**TASK GOAL**
Please work out how many lines below contain the word "black", and reply with only that number.

**SOURCE RECORDS**
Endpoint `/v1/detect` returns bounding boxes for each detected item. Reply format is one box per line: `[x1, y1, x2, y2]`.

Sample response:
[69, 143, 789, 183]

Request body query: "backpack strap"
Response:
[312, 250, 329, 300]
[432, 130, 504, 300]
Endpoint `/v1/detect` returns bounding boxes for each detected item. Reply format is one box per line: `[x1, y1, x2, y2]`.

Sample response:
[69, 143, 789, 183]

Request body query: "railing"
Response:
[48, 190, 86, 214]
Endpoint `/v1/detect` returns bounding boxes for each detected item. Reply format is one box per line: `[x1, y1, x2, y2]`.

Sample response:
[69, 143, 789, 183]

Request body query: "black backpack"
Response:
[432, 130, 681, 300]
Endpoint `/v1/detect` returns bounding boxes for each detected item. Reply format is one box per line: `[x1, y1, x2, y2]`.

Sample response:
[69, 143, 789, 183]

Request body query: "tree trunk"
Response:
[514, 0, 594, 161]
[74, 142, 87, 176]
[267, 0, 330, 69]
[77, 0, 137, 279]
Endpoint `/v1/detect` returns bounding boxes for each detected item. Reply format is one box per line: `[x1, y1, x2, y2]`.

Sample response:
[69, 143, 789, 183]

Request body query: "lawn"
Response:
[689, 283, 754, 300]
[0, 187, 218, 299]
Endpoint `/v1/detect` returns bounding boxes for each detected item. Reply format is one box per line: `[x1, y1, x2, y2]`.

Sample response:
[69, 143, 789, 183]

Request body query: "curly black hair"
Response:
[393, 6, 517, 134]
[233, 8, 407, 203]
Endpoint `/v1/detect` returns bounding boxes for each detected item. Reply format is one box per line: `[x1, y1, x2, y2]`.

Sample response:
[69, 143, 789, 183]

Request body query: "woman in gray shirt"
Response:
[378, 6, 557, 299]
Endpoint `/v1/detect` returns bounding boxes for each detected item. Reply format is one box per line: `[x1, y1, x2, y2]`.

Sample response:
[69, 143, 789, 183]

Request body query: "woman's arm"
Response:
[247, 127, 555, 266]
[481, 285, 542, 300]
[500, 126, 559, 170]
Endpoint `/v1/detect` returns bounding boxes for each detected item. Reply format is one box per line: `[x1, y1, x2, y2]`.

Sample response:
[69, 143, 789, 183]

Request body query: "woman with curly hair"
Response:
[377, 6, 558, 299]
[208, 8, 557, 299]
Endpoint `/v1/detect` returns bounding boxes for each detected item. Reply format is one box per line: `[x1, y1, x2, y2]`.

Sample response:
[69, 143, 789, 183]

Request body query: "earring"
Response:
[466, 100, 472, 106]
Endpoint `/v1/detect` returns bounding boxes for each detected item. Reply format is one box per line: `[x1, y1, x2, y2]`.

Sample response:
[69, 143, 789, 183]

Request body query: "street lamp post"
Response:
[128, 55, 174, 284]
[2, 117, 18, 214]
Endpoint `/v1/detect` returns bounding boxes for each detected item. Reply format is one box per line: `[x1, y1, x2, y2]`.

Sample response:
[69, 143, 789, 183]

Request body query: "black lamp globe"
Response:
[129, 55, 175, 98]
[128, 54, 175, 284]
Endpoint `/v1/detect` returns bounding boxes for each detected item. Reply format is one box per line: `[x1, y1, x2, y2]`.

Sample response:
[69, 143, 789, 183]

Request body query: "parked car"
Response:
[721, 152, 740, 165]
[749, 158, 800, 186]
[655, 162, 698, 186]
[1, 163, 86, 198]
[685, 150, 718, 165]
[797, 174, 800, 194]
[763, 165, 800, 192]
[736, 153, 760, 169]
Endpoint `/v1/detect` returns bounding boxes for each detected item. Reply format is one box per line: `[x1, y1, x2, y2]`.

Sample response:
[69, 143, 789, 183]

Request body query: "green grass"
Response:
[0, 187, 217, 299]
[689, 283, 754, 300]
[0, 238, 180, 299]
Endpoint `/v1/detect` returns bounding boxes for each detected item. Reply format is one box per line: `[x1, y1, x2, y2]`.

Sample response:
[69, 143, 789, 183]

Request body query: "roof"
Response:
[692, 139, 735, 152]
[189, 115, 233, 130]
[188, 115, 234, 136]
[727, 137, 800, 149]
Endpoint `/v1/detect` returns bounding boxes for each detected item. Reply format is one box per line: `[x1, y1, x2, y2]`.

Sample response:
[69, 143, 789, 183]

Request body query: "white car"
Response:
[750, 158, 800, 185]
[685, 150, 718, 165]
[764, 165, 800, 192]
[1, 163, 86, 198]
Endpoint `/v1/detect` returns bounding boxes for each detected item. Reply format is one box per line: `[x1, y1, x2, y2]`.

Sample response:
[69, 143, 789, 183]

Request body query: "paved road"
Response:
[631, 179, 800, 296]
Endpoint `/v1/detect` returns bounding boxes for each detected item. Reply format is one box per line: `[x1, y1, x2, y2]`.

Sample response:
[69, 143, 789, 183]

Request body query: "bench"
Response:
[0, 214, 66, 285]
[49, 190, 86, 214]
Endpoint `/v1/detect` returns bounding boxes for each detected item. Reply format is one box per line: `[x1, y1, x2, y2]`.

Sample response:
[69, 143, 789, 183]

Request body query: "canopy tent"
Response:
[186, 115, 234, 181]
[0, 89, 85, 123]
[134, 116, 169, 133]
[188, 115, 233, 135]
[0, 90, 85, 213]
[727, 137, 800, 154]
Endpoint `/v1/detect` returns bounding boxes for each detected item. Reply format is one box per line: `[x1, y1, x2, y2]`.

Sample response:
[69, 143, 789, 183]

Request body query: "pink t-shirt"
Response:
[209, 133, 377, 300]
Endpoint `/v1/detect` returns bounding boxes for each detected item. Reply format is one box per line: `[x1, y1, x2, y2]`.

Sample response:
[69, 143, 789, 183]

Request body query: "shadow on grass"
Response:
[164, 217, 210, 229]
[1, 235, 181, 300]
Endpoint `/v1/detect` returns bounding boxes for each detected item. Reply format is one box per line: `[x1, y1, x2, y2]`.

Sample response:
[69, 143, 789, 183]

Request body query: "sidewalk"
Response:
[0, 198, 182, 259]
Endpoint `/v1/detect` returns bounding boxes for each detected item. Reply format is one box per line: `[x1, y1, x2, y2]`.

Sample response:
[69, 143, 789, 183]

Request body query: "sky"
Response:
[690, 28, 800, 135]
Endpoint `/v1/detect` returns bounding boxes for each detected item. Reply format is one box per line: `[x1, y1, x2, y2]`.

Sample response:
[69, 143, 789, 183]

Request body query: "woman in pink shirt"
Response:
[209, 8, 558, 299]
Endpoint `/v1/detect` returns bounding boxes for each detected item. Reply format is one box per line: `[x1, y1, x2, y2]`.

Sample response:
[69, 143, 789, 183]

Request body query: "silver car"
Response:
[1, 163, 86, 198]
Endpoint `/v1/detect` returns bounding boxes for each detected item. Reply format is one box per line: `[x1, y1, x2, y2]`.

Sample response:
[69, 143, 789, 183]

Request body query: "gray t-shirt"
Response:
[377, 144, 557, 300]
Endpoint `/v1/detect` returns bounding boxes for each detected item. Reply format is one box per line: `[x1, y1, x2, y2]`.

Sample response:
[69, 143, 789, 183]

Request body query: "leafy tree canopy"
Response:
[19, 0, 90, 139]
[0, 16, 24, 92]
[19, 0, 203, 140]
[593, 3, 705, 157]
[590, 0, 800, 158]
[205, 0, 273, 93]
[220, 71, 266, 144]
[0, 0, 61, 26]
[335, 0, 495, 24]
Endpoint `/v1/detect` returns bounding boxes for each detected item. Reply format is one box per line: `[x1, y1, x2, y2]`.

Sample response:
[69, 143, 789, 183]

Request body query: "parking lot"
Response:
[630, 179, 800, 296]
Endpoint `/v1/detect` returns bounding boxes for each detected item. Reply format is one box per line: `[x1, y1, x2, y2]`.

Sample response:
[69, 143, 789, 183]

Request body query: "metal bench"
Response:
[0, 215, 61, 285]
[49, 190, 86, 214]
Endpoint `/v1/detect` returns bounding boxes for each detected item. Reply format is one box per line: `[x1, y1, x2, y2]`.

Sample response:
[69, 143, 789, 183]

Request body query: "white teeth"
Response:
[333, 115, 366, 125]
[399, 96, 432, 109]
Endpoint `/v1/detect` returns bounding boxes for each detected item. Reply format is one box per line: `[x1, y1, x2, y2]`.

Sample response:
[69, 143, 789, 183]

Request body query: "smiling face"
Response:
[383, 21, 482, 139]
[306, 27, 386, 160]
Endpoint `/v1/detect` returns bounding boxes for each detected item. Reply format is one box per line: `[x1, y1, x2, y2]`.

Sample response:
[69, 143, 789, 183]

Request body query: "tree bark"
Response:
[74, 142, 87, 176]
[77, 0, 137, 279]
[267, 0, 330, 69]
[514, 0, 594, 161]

**RESPONSE TO THE TASK**
3